Filter the rows below, keeping every line that contains the word "older", and copy those lines.

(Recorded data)
------------------------------------------------

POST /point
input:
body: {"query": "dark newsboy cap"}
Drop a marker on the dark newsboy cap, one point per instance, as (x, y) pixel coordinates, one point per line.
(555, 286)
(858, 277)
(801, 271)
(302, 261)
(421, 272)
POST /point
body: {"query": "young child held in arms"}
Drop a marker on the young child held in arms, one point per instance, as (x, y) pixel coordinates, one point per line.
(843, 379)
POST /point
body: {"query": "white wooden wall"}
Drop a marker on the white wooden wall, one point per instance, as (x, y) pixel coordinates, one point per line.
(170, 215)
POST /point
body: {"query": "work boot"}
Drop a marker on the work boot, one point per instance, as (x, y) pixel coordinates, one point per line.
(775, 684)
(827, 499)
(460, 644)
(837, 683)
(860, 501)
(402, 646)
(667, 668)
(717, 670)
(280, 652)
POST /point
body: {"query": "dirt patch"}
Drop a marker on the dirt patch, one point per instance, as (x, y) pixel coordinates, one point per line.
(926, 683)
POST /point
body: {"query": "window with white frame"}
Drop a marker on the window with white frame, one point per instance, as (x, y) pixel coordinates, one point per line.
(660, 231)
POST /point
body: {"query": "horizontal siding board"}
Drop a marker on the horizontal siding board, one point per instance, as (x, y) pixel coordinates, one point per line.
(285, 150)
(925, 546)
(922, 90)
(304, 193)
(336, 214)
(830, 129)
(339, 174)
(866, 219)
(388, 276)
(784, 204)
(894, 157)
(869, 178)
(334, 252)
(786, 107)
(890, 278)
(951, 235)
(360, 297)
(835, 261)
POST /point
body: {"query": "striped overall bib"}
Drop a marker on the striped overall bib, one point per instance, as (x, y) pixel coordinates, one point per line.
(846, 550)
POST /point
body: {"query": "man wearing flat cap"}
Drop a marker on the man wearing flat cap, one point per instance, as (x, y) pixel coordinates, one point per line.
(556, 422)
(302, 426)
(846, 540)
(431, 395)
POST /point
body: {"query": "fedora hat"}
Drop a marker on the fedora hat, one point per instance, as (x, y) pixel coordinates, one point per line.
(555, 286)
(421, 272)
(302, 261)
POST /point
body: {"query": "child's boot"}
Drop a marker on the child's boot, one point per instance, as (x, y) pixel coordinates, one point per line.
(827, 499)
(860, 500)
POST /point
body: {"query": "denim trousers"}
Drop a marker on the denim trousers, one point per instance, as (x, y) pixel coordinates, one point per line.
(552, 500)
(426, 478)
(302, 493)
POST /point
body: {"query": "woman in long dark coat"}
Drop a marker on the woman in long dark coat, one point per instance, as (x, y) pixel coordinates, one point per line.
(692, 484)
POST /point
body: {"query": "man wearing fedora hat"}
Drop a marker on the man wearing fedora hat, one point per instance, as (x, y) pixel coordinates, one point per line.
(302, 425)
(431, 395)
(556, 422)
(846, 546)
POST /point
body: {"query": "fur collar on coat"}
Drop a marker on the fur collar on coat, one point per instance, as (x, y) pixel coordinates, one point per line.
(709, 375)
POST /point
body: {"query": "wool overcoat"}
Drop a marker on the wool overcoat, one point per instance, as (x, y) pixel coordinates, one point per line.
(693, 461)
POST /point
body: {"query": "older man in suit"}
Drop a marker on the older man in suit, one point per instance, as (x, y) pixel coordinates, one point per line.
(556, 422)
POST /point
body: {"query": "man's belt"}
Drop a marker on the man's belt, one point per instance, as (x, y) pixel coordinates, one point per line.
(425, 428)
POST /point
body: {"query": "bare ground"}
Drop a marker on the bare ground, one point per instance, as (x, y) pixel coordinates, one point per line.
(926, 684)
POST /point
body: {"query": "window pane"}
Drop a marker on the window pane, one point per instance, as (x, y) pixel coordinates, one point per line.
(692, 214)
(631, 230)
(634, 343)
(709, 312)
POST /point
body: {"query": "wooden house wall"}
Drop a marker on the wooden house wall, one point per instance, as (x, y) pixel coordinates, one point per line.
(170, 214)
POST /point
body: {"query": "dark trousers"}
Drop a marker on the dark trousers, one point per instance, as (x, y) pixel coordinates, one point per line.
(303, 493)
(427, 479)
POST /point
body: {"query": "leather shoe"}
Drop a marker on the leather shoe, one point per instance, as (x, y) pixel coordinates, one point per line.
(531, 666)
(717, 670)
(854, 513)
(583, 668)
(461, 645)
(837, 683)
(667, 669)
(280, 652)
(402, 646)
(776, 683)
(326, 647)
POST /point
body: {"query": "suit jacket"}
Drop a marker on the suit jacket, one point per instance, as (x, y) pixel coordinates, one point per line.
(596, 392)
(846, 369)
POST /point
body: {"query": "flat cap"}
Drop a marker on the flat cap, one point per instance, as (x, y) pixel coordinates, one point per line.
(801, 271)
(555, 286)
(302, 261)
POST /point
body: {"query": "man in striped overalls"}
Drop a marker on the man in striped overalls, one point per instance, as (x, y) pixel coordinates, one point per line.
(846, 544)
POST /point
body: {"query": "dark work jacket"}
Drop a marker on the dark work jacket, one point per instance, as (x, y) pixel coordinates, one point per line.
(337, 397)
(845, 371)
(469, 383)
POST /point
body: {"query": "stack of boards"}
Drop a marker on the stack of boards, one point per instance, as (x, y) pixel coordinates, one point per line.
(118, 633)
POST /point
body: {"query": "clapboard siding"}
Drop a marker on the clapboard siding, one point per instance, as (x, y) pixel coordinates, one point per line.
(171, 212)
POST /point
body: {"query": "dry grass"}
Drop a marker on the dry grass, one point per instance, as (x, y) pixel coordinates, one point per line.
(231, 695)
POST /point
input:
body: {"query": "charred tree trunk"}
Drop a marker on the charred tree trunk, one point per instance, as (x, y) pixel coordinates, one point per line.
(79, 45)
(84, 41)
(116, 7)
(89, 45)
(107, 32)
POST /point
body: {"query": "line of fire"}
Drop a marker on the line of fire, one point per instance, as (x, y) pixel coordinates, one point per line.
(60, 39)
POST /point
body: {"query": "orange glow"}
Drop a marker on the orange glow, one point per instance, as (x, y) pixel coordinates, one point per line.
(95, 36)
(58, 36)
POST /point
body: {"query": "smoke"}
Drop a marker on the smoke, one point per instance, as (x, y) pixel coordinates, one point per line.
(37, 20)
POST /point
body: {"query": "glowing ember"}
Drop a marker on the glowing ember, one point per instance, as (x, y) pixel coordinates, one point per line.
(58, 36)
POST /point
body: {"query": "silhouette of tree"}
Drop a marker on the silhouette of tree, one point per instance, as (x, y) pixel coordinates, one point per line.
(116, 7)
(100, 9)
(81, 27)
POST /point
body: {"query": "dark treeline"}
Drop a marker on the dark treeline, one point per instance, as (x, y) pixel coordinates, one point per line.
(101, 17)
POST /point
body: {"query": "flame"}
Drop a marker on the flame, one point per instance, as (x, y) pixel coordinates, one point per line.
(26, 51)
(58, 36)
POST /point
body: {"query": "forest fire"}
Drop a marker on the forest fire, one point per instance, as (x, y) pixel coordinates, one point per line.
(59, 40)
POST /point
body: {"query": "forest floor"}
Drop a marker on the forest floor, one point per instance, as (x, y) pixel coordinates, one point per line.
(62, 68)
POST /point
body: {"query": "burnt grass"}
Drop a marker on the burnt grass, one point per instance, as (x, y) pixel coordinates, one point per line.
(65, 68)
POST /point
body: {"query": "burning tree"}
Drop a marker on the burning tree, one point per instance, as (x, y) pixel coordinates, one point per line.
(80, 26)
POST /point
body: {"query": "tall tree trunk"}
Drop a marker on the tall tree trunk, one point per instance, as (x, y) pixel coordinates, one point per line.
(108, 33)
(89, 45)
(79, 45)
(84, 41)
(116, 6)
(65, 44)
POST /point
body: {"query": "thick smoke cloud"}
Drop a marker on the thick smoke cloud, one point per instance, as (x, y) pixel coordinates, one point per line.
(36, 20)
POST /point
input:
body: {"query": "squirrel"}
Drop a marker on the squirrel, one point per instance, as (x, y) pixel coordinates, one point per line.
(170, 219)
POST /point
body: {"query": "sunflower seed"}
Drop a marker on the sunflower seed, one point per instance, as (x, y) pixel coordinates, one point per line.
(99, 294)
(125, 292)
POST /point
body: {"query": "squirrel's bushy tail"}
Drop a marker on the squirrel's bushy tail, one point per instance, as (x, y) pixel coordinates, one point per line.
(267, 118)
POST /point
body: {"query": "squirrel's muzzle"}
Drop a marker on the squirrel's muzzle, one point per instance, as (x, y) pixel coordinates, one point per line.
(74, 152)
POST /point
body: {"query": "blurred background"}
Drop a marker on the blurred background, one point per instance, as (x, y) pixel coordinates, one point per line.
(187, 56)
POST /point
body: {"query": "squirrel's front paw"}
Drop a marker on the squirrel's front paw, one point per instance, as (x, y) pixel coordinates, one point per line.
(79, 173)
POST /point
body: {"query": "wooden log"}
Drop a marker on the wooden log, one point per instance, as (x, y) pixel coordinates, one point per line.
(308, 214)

------------------------------------------------

EXERCISE RESPONSE:
body: {"query": "older man in suit"}
Drop a marker on the older man in suit, one point per instance, as (x, y) pixel coordinates, one point per line.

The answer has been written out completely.